▶ [Exercise description]:
How many lines below contain the word "above"? Answer with that number alone.

▶ [Information provided]:
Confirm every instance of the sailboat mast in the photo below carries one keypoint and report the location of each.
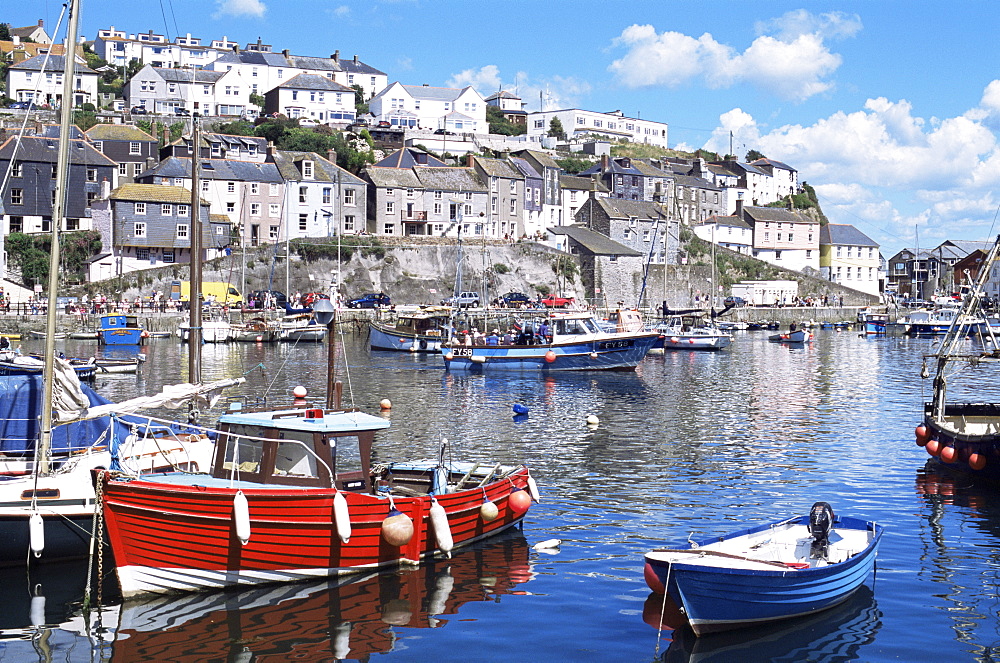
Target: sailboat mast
(194, 332)
(58, 214)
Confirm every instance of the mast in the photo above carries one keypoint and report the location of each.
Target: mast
(58, 216)
(194, 332)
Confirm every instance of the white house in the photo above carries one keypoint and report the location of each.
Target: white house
(452, 109)
(312, 96)
(27, 81)
(615, 125)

▶ [Solution to this exercise]:
2